[Stored data entries]
== Segment start ==
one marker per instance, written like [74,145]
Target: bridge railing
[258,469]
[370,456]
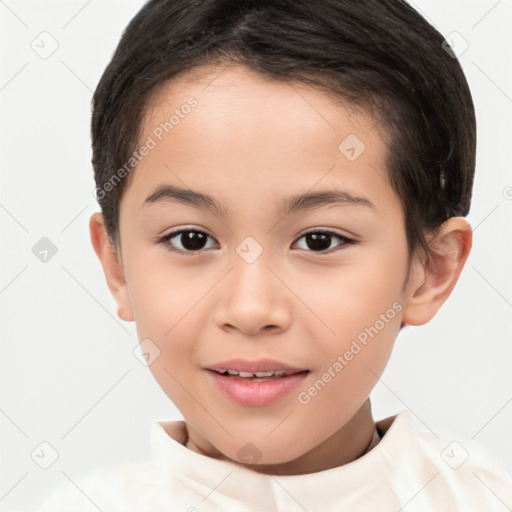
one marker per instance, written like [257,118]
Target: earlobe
[112,266]
[433,280]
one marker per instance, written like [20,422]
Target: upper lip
[262,365]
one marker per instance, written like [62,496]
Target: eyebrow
[292,204]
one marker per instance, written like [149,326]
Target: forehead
[222,129]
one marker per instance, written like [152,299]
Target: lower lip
[254,393]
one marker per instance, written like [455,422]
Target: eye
[189,241]
[320,241]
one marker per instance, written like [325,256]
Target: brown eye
[320,241]
[186,241]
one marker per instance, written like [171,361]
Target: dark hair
[380,55]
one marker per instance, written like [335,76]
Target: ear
[433,280]
[112,266]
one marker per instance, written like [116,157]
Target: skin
[249,143]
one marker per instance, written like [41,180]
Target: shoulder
[459,472]
[117,489]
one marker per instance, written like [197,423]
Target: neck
[347,444]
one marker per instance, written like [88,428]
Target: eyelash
[166,240]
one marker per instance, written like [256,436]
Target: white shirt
[409,470]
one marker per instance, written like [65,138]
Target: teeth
[279,373]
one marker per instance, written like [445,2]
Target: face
[315,284]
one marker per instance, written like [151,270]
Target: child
[231,141]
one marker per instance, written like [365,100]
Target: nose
== Segment end ==
Beginning with the line that holds "Target: skin", please give again each line exactly until the records end, and include that final line.

▶ [Response below]:
Target: skin
[249,143]
one marker per instance, written like [41,180]
Target: shoulder
[459,472]
[117,489]
one marker per instance, written like [197,423]
Target: neck
[347,444]
one marker per instance, written like [88,428]
Target: eyelash
[166,240]
one marker per instance, written like [256,436]
Target: white shirt
[409,470]
one marker per instance, written like [65,138]
Target: teeth
[279,373]
one marker per instance, written like [445,2]
Target: face
[315,284]
one marker per instance, written like [151,270]
Target: child
[231,141]
one marker per instance, written like [365,100]
Target: nose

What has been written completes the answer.